---------- DOCUMENT TEXT
DeepOmni: Towards Seamless and Smart Speech Interaction with Adaptive Modality-Specific MoE

TL;DR

DeepOmni tackles catastrophic forgetting in native multimodal LLMs by introducing an adaptive modality-specific mixture-of-experts that isolates speech and text knowledge within a shared backbone. It employs a three-stage training protocol plus cross-modal joint training, augmented with DPO-based reinforcement learning for stable audio generation, to maintain language capabilities while delivering end-to-end speech interaction with latency under 0.5 seconds. Empirically, it achieves a 5.5% relative loss in language ability—comparable to modular MLLMs—while outperforming other native MLLMs on speech-related tasks and preserving LLM performance, demonstrating a practical path toward robust, low-latency native multimodal systems. The approach bridges native and modular paradigms and provides a scalable framework for mitigating catastrophic forgetting in multimodal LLMs, with code and models released for reproducibility.

Abstract

Native multimodal large language models (MLLMs) restructure a single large language model (LLM) into a spoken language model (SLM) capable of both speech and text generation. Compared to modular and aligned MLLMs, native MLLMs preserve richer paralinguistic features such as emotion and prosody, and generate speech responses directly within the backbone LLM rather than using a separate speech decoder. This integration also results in lower response latency and smoother interaction. However, native MLLMs suffer from catastrophic forgetting and performance degradation because the available paired speech-text data is insufficient to support the pretraining of MLLMs compared to the vast amount of text data required to pretrain text LLMs. To address this issue, we propose DeepTalk, a framework for adaptive modality expert learning based on a Mixture of Experts (MoE) architecture. DeepTalk first adaptively distinguishes modality experts according to their modality load within the LLM. Each modality expert then undergoes specialized single-modality training, followed by joint multimodal collaborative training. As a result, DeepTalk incurs only a 5.5% performance drop compared to the original LLM, which is significantly lower than the average performance drop of over 20% typically seen in native MLLMs (such as GLM-4-Voice), and is on par with modular MLLMs. Meanwhile, the end-to-end dialogue latency remains within 0.5 seconds, ensuring a seamless and intelligent speech interaction experience. Code and models are released at https://github.com/talkking/DeepTalk.
--------------------
### [GOAL OF THE EXERCISE]
Write the next part of the DeepOmni text, starting right after its last sentence. You won't need the items for this.
---------- THE DATA
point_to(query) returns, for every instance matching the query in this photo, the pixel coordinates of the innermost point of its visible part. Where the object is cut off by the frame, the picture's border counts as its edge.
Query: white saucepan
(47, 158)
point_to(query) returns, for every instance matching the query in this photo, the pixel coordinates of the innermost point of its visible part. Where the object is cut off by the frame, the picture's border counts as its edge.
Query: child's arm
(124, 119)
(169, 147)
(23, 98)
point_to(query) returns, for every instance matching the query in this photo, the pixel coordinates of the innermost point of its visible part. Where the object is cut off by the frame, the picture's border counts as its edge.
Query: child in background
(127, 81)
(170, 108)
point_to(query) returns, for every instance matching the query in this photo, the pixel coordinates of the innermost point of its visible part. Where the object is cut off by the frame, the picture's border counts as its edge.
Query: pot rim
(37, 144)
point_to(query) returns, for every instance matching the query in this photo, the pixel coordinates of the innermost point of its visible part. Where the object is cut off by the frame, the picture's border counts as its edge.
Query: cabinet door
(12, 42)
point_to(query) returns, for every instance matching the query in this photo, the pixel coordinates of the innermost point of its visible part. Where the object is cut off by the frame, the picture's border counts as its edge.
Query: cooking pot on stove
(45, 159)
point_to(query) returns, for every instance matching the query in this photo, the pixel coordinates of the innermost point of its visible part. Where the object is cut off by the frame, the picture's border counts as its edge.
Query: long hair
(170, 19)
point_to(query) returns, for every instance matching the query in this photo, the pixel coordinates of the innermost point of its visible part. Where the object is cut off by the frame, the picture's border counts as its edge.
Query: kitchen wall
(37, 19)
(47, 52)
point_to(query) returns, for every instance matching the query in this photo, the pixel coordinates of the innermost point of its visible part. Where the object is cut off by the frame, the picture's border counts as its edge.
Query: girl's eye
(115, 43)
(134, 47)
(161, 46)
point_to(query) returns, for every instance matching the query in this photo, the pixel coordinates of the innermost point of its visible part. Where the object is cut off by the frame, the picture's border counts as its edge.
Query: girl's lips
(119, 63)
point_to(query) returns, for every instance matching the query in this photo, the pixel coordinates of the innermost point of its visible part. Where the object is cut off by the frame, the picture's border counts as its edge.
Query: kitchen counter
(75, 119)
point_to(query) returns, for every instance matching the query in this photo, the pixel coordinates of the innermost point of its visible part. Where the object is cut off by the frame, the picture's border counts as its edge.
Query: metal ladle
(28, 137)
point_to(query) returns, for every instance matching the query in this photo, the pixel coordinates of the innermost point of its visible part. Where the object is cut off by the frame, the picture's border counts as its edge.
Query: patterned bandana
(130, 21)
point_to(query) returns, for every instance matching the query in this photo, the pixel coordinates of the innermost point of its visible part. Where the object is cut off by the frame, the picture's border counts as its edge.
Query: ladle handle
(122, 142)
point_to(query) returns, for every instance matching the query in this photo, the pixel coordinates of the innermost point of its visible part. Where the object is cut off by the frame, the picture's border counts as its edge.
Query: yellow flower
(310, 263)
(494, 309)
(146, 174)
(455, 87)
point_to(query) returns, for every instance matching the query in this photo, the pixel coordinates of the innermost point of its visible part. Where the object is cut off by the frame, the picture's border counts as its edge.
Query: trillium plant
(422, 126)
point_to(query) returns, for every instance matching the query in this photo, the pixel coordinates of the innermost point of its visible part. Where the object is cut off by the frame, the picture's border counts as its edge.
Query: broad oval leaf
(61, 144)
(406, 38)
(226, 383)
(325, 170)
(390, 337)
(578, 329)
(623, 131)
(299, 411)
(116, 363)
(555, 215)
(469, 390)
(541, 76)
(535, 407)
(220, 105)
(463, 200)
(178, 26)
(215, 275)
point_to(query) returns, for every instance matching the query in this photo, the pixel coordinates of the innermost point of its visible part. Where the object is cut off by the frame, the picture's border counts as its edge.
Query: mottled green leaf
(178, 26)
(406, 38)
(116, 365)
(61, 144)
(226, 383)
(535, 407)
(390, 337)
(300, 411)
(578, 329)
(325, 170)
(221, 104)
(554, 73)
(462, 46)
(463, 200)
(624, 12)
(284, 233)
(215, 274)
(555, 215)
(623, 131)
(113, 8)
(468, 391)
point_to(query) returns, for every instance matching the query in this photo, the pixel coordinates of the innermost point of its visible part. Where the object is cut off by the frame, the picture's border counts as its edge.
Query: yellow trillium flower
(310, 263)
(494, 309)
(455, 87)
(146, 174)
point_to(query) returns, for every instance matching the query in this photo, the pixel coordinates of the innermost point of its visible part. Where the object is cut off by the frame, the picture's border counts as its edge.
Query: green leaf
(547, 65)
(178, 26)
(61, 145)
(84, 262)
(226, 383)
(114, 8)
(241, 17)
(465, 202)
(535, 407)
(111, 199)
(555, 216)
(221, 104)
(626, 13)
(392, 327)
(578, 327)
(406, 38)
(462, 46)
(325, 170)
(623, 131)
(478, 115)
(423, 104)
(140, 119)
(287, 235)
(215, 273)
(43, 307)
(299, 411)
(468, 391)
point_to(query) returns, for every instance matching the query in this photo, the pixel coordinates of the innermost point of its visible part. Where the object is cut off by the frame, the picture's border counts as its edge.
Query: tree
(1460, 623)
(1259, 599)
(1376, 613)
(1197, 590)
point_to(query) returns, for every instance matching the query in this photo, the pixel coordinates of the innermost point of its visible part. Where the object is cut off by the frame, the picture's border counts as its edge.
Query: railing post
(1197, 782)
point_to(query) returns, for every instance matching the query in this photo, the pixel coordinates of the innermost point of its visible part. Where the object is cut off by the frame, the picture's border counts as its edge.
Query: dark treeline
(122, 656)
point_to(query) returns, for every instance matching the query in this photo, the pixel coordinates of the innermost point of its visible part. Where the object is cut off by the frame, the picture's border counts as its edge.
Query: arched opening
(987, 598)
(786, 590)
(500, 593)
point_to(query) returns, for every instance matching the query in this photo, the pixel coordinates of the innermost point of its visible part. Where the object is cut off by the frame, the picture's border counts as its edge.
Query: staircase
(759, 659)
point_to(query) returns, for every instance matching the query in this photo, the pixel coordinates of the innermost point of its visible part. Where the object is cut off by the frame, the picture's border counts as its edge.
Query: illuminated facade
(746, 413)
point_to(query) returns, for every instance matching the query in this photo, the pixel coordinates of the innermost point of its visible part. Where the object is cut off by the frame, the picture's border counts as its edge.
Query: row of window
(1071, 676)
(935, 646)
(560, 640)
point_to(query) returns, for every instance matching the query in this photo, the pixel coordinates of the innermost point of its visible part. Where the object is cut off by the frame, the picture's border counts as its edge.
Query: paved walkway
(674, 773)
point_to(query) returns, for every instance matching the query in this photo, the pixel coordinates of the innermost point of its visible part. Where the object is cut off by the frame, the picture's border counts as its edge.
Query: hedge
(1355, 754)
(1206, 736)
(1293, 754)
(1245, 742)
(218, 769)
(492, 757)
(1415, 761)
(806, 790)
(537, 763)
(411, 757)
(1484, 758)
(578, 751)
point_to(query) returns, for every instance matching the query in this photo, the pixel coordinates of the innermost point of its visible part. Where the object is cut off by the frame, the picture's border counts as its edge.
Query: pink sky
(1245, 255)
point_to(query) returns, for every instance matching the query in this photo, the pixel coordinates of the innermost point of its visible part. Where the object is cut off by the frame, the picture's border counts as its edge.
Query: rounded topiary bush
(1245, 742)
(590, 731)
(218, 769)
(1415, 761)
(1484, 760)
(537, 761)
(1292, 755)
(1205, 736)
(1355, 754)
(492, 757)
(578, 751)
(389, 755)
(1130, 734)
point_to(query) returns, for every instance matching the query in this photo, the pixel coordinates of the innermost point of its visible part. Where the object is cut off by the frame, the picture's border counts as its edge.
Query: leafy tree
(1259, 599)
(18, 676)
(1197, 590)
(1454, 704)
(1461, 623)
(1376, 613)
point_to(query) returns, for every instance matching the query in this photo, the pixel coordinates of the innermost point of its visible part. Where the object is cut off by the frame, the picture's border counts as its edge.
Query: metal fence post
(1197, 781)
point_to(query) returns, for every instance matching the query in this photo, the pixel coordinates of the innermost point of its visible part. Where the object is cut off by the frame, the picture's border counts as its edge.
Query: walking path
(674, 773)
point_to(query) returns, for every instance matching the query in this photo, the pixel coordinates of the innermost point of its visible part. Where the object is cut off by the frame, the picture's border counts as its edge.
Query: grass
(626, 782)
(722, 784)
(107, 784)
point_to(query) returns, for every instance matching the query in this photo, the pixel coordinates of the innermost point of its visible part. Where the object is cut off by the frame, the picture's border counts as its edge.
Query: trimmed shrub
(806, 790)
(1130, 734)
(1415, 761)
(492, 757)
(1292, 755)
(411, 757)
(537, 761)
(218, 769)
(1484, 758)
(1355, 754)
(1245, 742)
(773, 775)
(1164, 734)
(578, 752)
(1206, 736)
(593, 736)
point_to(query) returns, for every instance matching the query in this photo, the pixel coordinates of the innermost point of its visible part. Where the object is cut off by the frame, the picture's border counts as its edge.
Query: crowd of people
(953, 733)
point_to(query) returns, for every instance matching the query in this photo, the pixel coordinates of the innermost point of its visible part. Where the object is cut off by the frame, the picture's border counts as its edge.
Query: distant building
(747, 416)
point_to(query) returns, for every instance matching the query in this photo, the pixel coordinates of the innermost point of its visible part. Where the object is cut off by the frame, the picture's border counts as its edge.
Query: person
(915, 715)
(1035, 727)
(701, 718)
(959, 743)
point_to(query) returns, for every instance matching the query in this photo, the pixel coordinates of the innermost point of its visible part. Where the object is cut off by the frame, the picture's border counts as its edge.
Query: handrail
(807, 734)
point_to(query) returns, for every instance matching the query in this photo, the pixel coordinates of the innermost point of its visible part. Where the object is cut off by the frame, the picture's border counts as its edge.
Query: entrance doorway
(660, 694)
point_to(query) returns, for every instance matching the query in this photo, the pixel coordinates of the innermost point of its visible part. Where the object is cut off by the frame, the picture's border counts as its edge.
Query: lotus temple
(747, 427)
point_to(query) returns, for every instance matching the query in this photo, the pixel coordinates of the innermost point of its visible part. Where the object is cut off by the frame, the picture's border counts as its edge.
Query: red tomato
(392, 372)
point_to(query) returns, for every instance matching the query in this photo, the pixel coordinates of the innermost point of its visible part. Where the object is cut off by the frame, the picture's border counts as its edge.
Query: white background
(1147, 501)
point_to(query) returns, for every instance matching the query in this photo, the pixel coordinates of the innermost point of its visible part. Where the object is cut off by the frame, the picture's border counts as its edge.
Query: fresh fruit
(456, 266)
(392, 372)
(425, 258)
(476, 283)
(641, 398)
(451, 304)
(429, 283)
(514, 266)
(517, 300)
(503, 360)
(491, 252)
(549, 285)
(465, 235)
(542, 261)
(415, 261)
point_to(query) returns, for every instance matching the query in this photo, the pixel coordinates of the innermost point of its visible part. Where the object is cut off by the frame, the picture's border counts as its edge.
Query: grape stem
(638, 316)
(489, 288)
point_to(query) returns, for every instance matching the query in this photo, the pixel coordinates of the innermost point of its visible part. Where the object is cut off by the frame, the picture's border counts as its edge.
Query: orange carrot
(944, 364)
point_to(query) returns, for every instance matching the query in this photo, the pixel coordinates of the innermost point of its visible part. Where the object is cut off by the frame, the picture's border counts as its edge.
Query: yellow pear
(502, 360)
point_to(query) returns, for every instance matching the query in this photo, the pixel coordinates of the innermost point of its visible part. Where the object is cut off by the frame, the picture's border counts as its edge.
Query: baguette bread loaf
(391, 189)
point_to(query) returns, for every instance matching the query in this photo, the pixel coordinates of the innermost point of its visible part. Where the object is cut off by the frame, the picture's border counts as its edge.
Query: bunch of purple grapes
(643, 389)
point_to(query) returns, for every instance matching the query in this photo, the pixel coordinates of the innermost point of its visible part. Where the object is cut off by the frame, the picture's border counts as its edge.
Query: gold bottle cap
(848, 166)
--------------------
### [YOUR RESPONSE]
Figures (6)

• Figure 1: Comparison of DeepOmni and existing voice interaction systems. Compared to modular MLLMs, DeepOmni embeds acoustic experts into a single pre-trained LLM and integrates both speech and language decoding within a single LLM. Through adaptive modality expert selection and a three-stage training process for modality experts, DeepOmni effectively alleviates catastrophic forgetting in text-based LLMs while maintaining robust voice interaction capabilities.
• Figure 2: The DeepOmni model architecture.
• Figure 3: The training process consists of three stages: stage 1 is for modality alignment, stage 2 is for training single modality experts, and stage 3 is for joint training of the modality experts.
• Figure 4: The modality load of the experts in the first layers.
• Figure 5: The modality load of the experts in the middle layers.